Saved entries
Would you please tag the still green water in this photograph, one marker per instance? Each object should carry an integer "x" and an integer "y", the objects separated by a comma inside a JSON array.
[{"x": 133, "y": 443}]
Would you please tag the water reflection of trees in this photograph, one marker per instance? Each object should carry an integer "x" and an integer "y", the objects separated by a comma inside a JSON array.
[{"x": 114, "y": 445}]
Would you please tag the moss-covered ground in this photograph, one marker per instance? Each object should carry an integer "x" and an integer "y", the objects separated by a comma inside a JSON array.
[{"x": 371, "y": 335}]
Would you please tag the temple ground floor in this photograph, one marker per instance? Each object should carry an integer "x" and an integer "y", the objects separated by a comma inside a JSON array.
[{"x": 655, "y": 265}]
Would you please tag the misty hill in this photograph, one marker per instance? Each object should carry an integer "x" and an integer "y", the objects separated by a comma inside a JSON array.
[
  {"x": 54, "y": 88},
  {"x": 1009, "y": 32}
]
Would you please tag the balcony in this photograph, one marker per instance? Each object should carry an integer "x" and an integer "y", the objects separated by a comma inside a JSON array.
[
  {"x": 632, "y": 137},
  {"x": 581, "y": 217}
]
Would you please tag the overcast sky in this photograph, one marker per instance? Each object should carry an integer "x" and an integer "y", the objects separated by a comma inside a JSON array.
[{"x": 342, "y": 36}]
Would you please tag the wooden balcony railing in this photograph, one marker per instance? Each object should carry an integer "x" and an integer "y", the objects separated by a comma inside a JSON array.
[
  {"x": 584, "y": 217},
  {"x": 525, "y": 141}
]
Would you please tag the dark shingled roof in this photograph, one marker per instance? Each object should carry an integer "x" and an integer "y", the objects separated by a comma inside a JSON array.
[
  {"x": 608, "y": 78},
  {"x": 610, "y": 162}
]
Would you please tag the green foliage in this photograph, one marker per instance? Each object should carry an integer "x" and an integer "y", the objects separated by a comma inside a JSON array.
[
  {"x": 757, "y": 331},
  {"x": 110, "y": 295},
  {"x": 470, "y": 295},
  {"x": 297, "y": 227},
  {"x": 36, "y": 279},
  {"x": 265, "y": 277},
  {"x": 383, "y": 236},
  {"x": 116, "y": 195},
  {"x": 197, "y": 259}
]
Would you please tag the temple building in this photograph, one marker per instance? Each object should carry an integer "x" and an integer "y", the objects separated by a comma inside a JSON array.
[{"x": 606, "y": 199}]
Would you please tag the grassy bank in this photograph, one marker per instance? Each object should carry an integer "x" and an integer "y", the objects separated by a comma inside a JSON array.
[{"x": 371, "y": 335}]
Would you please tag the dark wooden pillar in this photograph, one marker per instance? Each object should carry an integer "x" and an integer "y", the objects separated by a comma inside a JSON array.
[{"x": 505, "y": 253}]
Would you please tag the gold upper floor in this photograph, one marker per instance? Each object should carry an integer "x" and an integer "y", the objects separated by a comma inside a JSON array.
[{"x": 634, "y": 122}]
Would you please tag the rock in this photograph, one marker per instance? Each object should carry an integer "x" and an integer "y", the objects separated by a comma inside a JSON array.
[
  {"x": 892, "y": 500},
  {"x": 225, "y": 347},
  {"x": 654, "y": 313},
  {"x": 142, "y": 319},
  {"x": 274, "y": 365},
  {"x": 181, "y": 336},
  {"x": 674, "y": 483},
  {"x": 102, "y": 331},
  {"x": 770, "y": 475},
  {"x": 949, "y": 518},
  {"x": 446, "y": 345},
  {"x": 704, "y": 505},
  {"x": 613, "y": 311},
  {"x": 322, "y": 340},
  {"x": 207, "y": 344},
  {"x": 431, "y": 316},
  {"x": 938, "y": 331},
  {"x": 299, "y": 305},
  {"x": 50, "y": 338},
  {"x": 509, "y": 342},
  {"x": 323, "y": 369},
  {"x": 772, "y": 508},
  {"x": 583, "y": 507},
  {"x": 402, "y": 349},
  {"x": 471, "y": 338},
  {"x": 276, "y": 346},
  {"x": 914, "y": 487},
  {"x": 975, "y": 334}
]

*TASK TO CARRY OUT*
Please be sure to repeat every entry exactly.

*SOLUTION TO THE PROBLEM*
Would you please tag the still green water in this photograph, one marker per instance? Each object should carry an integer "x" and an integer "y", the objects separated by a comma inside a JSON array.
[{"x": 133, "y": 443}]
Would you please tag the water reflection of trees in this photograph, one marker per instance? Each object should carry an integer "x" and an integer "y", the objects separated by a comma inside a JSON array.
[{"x": 114, "y": 445}]
Would you please tag the moss-covered ground in this photograph, one marker per instance? Each object should carry an integer "x" and an integer "y", the objects separated by a comma inside a JSON array.
[{"x": 371, "y": 335}]
Would you please tag the temple ground floor in this photograph, one marker per instance? Each object should carry an integer "x" and an integer "y", the objects separated by a comma inside a JSON array.
[{"x": 655, "y": 265}]
Would you please tag the misty hill in this photograph, one marker per instance? Each object should carry an integer "x" and an integer "y", the objects separated by a comma inside a JSON array.
[
  {"x": 54, "y": 88},
  {"x": 1009, "y": 32}
]
Would you please tag the balcony in this photograph, one marker per instance? Each object should carry an integer "x" and an integer "y", the objects separated by a comma inside a JSON array.
[
  {"x": 632, "y": 137},
  {"x": 581, "y": 217}
]
Would you please tag the overcast sky in this photograph, one marker per instance? Each object should carry an integer "x" and an integer "y", the objects separated by a comma inside a JSON array.
[{"x": 342, "y": 36}]
Would you please tag the wooden balcony railing in this photograph, one marker per instance? Each object should carry an integer "x" and an integer "y", the objects separated by a comma inside a JSON array.
[
  {"x": 584, "y": 217},
  {"x": 525, "y": 141}
]
Would you please tag the dark shingled roof in this photograph, one marker per instance? Each object should carry an integer "x" and an integer "y", the objects separated by a comma inside a JSON array.
[
  {"x": 608, "y": 78},
  {"x": 610, "y": 162}
]
Would you please tag the green foliage in this photograph, one marker per instance? Each object should carry an integer "x" and an integer "y", the objects separated by a comma inside a JSON array.
[
  {"x": 757, "y": 331},
  {"x": 110, "y": 295},
  {"x": 470, "y": 295},
  {"x": 297, "y": 227},
  {"x": 36, "y": 279},
  {"x": 265, "y": 277},
  {"x": 383, "y": 236},
  {"x": 116, "y": 195},
  {"x": 197, "y": 259}
]
Would you please tag the temple building in this photograph, one marker per instance? Each object should carry an integer "x" and an integer "y", the objects separated by a comma inside a JSON array.
[{"x": 606, "y": 199}]
Would you please tag the grassy bank in this photograph, one marker per instance? Each object should carry an integer "x" and an integer "y", the objects separated by a comma inside a JSON array.
[{"x": 371, "y": 335}]
Would you please tag the dark wooden pillar in this photograph, one marker per instance? Each object should carry an integer "x" and an integer "y", the objects separated by a comma inside a JSON array.
[{"x": 505, "y": 253}]
Would you please tag the gold upper floor in this photograph, one marker per instance? Each object should carry an integer "x" and an integer "y", the objects separated by a comma inside a JSON array.
[{"x": 634, "y": 122}]
Would you please tag the rock in this photograph, one marker per instance? Each object should carry an integer "x" and an integer "y", the objects separated by a comma inside a JSON array.
[
  {"x": 892, "y": 500},
  {"x": 225, "y": 347},
  {"x": 654, "y": 313},
  {"x": 142, "y": 319},
  {"x": 274, "y": 365},
  {"x": 181, "y": 336},
  {"x": 674, "y": 483},
  {"x": 102, "y": 331},
  {"x": 770, "y": 475},
  {"x": 949, "y": 518},
  {"x": 446, "y": 345},
  {"x": 704, "y": 505},
  {"x": 613, "y": 311},
  {"x": 322, "y": 340},
  {"x": 207, "y": 344},
  {"x": 431, "y": 316},
  {"x": 938, "y": 331},
  {"x": 299, "y": 305},
  {"x": 50, "y": 338},
  {"x": 509, "y": 342},
  {"x": 323, "y": 369},
  {"x": 772, "y": 508},
  {"x": 583, "y": 507},
  {"x": 402, "y": 349},
  {"x": 471, "y": 338},
  {"x": 276, "y": 346},
  {"x": 914, "y": 487},
  {"x": 975, "y": 334}
]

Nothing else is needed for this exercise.